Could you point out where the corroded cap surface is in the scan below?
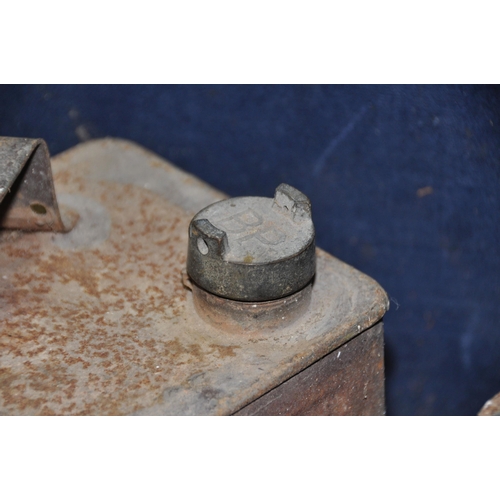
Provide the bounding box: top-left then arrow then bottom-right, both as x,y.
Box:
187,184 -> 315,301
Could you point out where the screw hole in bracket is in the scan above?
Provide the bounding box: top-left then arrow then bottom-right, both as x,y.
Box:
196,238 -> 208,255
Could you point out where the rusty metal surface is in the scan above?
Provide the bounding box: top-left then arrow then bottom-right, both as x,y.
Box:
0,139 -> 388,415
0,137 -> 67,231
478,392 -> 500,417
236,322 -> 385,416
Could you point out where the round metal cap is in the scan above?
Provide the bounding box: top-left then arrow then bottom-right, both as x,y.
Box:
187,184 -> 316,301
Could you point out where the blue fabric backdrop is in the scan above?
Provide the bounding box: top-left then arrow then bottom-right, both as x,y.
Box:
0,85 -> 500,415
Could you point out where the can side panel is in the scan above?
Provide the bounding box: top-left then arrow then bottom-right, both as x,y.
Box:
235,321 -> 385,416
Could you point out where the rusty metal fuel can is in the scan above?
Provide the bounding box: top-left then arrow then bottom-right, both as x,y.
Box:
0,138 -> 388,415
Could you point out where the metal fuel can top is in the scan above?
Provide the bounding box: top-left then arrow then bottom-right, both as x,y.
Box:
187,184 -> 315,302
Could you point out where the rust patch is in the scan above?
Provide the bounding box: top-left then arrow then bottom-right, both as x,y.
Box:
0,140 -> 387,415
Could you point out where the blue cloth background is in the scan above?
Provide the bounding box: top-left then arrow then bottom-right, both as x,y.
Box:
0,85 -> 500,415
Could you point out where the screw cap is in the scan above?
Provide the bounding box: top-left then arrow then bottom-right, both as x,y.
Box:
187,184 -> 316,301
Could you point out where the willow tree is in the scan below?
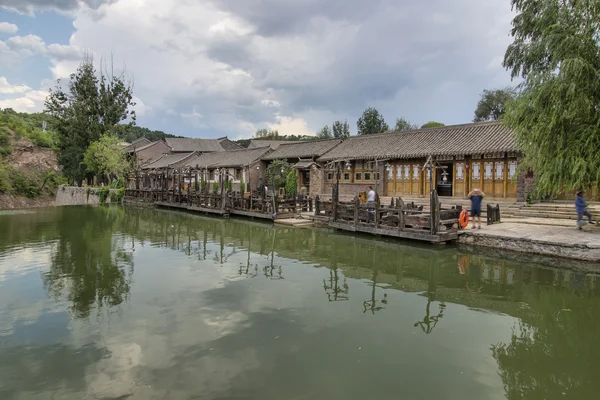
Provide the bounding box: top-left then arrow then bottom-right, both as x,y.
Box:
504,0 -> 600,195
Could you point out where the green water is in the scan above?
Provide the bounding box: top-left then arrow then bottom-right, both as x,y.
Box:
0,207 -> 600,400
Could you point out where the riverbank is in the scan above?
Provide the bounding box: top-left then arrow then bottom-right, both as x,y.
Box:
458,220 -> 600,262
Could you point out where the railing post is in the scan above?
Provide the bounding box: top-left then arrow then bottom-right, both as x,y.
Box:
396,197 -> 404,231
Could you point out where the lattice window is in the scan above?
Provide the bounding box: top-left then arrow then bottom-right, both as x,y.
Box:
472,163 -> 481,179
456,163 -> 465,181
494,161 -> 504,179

--

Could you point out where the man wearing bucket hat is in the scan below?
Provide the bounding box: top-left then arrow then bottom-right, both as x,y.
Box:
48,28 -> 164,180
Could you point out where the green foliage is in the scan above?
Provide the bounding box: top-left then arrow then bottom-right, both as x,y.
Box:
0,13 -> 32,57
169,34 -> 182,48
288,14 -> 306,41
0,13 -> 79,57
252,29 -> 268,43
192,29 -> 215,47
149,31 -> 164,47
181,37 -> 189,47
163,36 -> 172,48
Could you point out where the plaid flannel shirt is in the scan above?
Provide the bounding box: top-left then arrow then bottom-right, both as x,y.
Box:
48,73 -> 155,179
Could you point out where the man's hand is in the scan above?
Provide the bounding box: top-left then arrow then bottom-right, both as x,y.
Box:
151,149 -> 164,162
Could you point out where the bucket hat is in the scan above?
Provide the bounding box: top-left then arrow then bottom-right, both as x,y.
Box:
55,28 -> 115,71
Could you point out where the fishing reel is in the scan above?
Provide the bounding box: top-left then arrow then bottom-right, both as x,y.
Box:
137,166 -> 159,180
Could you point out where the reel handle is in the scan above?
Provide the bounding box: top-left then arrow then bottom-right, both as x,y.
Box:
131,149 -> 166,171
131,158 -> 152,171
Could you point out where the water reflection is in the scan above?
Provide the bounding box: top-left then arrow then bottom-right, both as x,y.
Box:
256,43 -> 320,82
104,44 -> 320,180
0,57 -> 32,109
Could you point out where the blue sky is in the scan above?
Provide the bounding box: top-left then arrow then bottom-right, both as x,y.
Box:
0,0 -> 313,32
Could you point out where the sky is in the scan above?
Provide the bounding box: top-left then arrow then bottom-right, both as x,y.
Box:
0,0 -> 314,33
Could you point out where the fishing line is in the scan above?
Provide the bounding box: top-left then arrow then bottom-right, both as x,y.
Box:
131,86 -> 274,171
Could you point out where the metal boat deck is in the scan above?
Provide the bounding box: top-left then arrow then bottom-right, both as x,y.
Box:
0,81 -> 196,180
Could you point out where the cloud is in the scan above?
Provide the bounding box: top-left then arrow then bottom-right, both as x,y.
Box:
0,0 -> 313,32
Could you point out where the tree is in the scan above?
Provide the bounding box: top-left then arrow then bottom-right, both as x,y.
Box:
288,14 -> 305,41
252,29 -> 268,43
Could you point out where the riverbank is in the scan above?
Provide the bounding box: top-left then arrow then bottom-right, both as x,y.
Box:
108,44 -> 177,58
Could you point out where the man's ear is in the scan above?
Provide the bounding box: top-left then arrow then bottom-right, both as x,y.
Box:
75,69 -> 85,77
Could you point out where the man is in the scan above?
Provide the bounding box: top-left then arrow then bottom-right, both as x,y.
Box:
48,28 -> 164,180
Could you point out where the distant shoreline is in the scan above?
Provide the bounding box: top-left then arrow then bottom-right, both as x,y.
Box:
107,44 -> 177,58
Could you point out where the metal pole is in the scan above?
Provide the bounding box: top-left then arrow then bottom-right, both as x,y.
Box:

==

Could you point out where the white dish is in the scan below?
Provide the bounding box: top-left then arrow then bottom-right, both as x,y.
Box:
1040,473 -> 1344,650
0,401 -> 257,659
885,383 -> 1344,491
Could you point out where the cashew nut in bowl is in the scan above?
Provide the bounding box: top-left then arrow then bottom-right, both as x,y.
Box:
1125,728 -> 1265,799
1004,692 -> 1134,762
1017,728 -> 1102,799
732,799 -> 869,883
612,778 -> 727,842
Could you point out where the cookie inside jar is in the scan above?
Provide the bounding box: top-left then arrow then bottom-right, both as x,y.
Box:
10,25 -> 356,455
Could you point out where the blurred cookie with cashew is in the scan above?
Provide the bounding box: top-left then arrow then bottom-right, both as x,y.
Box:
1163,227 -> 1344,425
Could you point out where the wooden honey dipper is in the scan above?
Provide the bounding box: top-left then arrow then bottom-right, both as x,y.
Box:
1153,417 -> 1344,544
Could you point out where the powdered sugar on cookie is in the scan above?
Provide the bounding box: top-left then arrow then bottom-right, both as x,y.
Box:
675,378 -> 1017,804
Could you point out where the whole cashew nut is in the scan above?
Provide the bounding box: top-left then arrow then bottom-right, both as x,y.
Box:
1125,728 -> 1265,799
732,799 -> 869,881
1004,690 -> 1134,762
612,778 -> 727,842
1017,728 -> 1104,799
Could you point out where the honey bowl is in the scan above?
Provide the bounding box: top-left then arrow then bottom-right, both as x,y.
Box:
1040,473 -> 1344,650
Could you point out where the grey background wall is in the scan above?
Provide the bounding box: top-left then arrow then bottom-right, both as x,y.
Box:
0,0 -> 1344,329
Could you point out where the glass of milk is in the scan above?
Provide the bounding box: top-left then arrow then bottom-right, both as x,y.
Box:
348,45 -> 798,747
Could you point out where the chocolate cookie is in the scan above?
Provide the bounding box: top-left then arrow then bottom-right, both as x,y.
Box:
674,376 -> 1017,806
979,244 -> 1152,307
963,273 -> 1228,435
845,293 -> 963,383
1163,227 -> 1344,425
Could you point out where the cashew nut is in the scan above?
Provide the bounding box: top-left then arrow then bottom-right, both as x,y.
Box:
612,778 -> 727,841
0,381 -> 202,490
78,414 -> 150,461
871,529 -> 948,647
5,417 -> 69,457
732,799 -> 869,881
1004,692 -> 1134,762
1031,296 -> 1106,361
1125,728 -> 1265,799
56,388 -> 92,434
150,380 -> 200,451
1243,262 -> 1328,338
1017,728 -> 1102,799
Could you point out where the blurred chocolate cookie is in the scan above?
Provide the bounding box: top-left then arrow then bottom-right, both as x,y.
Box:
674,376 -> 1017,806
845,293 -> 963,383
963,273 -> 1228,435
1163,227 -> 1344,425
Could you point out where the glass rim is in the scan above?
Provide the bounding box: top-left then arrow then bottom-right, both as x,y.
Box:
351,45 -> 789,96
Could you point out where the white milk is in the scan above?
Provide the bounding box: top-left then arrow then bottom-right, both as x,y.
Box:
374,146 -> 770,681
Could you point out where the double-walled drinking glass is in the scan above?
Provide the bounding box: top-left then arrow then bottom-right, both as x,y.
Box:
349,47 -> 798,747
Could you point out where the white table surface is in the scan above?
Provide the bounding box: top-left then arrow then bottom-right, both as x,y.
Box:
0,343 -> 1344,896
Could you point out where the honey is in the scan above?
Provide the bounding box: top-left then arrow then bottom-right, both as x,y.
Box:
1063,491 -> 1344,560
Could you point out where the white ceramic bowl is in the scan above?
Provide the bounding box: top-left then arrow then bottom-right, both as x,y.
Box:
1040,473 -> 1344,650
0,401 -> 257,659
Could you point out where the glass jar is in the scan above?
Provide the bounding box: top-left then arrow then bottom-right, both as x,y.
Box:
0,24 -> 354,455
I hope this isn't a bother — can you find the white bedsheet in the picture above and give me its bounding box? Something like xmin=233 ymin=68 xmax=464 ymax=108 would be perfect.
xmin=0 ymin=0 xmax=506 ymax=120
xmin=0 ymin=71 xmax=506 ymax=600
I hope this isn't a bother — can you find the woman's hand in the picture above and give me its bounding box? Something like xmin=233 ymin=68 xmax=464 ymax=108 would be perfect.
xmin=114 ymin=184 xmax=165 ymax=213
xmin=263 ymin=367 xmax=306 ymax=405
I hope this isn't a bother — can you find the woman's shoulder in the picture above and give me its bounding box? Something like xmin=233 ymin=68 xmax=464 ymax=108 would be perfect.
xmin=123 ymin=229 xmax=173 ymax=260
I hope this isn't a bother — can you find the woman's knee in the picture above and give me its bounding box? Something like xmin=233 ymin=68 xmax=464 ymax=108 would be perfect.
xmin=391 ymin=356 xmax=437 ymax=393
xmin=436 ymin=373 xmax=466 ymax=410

● Stated goal
Rewrite the lines from the one containing "Could you point out where the lattice" through the one containing "494,161 -> 504,179", inclusive, with "lattice window" changed to "leaded window" and nothing else altered.

● The result
Could you point out where the leaded window is in the scan above?
Provide the bounding box: top-left then arrow then bottom-right, both as x,y.
Box:
472,163 -> 481,179
456,163 -> 465,181
494,161 -> 504,179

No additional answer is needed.